Dataset excerpt:
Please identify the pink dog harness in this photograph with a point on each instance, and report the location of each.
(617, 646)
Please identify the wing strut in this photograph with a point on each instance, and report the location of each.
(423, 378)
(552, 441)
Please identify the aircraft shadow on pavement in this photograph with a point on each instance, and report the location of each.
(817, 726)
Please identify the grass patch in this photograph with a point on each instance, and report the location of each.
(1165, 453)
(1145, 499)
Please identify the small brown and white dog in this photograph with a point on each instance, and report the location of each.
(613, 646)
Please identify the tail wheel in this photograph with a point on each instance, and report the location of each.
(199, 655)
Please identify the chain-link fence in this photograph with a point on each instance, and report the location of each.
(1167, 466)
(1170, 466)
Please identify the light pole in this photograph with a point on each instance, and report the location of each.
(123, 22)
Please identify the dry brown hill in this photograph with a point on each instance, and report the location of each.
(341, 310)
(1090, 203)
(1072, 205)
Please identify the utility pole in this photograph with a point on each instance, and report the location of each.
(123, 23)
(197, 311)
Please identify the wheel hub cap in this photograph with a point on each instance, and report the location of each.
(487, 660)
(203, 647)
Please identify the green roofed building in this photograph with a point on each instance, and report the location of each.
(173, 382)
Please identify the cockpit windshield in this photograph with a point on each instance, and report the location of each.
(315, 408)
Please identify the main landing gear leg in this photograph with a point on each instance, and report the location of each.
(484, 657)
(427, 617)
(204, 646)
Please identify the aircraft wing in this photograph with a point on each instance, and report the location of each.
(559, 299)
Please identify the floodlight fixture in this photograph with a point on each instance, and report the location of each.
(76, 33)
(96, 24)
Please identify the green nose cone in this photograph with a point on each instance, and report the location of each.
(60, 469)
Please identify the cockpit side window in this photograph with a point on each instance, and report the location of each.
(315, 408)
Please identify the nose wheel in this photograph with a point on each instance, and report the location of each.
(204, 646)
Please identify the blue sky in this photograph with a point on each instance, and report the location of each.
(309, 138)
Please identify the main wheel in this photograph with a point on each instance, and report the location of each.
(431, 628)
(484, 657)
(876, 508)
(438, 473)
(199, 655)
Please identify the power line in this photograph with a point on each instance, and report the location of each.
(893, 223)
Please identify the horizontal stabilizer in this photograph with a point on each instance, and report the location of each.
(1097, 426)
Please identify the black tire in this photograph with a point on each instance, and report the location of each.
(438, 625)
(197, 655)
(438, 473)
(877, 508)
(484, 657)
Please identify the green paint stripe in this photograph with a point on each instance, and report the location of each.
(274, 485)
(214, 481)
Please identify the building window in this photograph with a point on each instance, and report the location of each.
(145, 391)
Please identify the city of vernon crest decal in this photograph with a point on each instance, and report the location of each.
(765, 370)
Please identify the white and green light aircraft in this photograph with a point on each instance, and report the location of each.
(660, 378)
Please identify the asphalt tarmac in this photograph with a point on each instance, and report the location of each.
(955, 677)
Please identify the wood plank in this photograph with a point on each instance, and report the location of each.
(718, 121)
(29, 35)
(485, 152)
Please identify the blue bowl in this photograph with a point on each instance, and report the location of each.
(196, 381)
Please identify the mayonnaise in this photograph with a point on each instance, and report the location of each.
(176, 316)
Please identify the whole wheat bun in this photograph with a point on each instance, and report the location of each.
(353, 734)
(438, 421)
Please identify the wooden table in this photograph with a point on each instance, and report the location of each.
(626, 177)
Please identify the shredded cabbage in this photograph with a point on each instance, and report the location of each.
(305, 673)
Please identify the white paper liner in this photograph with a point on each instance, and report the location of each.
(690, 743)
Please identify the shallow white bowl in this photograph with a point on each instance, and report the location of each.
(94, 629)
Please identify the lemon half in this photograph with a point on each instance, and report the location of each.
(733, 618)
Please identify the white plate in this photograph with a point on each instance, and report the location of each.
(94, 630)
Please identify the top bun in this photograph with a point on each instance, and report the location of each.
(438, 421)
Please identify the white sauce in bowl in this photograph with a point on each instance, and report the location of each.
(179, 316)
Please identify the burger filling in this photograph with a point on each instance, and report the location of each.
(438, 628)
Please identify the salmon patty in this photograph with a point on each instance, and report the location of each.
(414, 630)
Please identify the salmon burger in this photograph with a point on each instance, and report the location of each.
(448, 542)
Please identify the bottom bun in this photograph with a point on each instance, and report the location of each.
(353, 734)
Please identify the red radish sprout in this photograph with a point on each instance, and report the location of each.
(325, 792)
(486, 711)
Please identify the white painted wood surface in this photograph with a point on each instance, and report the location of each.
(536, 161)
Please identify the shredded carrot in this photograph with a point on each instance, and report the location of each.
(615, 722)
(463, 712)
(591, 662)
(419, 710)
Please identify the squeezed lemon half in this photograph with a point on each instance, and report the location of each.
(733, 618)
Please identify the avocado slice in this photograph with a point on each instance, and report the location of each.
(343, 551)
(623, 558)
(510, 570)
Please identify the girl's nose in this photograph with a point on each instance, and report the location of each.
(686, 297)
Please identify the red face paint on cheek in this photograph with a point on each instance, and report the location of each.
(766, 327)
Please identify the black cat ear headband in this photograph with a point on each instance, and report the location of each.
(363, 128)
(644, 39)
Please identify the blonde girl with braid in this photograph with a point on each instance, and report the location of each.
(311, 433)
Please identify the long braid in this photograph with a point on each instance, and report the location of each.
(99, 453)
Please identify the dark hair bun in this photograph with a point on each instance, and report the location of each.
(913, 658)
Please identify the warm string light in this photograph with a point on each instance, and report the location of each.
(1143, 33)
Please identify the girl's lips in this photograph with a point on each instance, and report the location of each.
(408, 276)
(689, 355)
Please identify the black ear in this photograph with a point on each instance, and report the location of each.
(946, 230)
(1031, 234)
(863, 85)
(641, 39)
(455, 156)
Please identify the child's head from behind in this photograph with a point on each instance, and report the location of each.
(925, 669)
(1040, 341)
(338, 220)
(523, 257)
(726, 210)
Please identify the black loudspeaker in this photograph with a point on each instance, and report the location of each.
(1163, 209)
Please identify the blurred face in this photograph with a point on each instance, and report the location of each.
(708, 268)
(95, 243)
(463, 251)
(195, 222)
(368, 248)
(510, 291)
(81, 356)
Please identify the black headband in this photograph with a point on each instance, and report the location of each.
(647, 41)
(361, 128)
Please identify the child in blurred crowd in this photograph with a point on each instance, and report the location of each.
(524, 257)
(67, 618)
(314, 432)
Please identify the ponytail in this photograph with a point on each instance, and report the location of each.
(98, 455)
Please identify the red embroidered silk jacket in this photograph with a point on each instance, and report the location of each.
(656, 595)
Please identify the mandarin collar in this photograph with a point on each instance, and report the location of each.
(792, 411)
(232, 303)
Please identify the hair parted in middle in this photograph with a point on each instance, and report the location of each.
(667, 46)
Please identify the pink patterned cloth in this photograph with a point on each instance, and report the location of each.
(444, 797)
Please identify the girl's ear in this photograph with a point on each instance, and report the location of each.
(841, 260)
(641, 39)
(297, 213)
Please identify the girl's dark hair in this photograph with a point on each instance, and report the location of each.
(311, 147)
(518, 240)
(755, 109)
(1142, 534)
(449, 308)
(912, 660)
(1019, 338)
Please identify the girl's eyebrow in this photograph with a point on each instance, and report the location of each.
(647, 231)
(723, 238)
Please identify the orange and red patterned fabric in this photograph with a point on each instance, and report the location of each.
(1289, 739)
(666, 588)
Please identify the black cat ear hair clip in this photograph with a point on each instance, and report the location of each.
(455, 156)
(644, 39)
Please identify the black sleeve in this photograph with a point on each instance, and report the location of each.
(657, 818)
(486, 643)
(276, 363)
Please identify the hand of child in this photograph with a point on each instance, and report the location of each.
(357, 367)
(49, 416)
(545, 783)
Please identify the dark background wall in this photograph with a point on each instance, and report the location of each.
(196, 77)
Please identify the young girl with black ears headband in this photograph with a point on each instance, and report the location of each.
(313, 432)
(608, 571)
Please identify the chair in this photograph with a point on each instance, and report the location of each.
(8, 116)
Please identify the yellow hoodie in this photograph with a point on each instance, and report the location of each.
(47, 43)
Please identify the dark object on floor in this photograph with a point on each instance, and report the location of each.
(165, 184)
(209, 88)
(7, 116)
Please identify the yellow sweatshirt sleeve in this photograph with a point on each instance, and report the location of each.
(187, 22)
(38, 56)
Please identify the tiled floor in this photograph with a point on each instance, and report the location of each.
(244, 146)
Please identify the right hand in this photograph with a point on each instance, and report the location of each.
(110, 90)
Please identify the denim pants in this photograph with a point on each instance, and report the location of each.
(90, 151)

GOAL OF THE EXERCISE:
Could you repeat the entries above, from the very first line through the line containing "(1145, 499)", with both of those lines included?

RIGHT ANSWER:
Please identify the pink dog harness in this photograph with a point on each instance, and report the location of each.
(617, 646)
Please identify the wing strut in this photograph with a point on each instance, and report the location of each.
(423, 378)
(552, 441)
Please identify the aircraft shadow on pavement in this photograph with a point on each instance, and report the location of each.
(817, 726)
Please identify the grass patch in this photograph with a point on each instance, and report the location of each.
(1165, 453)
(1145, 499)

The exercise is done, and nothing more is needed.